***** MATERIAL FOR THIS TASK *****

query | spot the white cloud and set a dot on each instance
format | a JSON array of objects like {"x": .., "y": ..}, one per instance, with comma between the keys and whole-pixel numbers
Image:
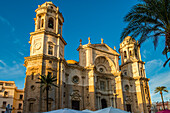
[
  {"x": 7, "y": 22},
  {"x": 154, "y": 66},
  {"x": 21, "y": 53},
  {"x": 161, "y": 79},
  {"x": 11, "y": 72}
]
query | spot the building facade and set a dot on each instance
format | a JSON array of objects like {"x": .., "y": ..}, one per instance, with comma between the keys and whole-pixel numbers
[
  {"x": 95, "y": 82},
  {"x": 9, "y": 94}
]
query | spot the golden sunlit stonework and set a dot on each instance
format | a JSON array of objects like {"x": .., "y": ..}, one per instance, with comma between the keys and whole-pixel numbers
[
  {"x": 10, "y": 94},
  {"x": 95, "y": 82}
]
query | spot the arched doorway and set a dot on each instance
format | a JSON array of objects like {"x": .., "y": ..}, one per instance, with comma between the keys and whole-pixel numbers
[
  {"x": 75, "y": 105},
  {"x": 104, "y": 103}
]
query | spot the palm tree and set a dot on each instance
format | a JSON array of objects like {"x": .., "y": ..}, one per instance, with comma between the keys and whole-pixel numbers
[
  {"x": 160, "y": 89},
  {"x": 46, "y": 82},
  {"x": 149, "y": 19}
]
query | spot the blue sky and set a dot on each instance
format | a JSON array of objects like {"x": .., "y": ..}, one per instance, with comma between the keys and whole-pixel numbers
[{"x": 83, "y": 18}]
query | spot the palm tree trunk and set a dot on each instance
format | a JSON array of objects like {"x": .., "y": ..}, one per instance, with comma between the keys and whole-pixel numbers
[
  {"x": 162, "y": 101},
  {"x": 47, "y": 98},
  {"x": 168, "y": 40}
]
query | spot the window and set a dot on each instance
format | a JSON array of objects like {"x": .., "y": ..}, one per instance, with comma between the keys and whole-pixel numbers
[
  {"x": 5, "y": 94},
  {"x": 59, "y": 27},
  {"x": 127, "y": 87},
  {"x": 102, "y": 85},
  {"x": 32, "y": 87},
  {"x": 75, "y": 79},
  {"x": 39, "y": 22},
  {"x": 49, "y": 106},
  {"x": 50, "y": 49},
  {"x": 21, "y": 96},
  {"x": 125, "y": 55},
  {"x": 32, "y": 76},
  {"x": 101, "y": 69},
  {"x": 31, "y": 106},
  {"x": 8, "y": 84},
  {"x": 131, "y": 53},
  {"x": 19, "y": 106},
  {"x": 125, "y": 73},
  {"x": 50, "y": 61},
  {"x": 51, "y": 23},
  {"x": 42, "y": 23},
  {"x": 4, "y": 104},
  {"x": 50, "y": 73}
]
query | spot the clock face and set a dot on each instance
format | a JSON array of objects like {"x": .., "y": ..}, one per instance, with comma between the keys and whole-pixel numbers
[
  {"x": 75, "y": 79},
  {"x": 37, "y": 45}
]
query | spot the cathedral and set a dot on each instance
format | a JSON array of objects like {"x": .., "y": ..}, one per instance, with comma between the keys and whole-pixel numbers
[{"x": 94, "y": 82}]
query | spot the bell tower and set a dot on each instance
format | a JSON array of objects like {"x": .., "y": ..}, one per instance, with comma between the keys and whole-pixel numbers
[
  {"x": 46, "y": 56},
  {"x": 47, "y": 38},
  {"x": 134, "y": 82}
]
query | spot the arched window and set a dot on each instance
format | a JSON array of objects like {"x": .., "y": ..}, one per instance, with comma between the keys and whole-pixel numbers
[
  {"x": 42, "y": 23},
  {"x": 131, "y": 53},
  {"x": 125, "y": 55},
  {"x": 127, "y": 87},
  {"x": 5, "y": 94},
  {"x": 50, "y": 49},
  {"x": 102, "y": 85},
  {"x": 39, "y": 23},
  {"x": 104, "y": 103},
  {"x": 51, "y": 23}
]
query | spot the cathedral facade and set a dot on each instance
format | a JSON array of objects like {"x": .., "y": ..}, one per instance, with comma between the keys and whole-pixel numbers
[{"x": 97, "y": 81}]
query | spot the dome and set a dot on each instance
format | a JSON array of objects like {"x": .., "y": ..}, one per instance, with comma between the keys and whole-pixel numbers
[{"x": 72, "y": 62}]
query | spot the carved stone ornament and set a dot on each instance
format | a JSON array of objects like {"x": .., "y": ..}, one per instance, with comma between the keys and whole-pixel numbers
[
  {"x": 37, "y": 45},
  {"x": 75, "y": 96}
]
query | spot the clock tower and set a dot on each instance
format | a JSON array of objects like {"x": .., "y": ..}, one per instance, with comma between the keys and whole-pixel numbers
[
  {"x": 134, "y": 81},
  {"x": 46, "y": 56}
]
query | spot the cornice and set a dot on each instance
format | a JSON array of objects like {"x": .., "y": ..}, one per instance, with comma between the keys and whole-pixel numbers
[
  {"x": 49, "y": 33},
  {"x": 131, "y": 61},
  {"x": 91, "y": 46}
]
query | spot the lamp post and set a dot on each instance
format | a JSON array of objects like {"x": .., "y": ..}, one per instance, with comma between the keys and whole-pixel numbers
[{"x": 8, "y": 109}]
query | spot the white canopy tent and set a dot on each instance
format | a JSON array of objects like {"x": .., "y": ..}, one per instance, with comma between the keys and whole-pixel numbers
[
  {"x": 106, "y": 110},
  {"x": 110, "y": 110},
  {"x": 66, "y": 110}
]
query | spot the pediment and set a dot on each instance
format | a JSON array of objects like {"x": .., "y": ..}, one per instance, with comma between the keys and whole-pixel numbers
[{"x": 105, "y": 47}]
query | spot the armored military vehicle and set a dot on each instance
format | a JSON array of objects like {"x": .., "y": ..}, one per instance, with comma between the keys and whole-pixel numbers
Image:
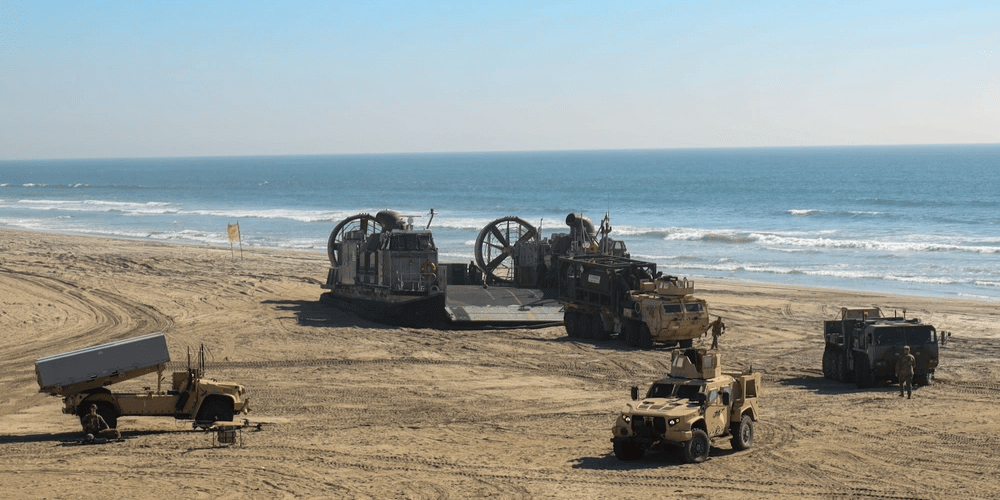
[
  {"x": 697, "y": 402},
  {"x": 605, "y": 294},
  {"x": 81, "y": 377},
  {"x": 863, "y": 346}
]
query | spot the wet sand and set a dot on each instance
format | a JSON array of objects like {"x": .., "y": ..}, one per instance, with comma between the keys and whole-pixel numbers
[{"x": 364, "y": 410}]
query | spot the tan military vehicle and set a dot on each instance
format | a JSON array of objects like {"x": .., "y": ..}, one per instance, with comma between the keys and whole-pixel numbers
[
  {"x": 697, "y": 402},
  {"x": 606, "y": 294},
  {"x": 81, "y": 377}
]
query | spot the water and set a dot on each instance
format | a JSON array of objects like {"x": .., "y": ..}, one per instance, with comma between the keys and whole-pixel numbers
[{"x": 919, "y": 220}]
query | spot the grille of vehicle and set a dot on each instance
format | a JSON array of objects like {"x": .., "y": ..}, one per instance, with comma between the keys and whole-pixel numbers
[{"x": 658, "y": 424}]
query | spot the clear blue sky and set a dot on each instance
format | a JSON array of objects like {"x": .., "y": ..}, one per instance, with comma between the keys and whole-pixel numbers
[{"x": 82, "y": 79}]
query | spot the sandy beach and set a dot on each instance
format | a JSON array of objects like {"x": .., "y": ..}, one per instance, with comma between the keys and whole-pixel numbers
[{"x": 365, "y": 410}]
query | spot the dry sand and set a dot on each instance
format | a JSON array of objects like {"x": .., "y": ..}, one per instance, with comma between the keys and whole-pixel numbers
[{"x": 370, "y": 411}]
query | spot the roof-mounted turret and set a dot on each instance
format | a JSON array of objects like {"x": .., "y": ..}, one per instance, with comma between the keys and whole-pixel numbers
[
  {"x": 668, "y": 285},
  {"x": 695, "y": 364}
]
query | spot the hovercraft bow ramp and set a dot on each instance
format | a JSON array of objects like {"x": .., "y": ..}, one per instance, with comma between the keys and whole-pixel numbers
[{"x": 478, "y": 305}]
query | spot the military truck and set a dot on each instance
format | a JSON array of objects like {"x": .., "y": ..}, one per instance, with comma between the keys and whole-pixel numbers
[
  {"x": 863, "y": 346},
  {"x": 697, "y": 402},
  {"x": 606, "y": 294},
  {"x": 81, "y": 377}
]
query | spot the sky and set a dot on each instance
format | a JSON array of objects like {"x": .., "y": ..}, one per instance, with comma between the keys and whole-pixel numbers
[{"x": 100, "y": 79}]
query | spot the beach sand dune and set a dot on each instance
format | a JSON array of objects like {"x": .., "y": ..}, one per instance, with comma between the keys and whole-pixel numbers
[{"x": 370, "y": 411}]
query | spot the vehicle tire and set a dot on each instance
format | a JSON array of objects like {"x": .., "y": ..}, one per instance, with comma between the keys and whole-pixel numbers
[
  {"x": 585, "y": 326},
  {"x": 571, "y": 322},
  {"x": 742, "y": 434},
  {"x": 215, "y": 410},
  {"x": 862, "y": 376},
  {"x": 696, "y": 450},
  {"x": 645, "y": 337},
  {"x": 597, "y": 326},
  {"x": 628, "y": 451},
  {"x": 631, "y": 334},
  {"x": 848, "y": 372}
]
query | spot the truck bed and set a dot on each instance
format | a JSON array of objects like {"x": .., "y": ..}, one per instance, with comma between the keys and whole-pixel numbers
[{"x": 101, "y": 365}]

*****

● WHAT IS EXPECTED: All that is wanted is each line, word for word, from the first line of the data to the one holding "query | spot the palm tree and", with the pictures left out.

● TASK RESPONSE:
query | spot the white cloud and set a dot on each instance
format | a JSON array of objects like {"x": .., "y": ..}, one per instance, with comma between the keys and whole-pixel numbers
Image:
[
  {"x": 7, "y": 22},
  {"x": 154, "y": 66},
  {"x": 21, "y": 53},
  {"x": 161, "y": 79},
  {"x": 11, "y": 72}
]
query | spot the building facade and set a dot on each instance
format | a JSON array of objects like {"x": .., "y": ..}, one per instance, with comma between the keys and whole-pixel numbers
[
  {"x": 95, "y": 82},
  {"x": 9, "y": 94}
]
query | spot the golden sunlit stonework and set a dot on each instance
format | a JSON array of objects like {"x": .., "y": ..}, one per instance, with comma between the keys and whole-pixel numbers
[
  {"x": 10, "y": 94},
  {"x": 95, "y": 82}
]
query | spot the arched doorway and set a dot on each instance
format | a JSON array of objects like {"x": .., "y": ..}, one per instance, with comma between the keys and whole-pixel numbers
[
  {"x": 75, "y": 105},
  {"x": 104, "y": 103}
]
query | spot the palm tree and set a dot on each instance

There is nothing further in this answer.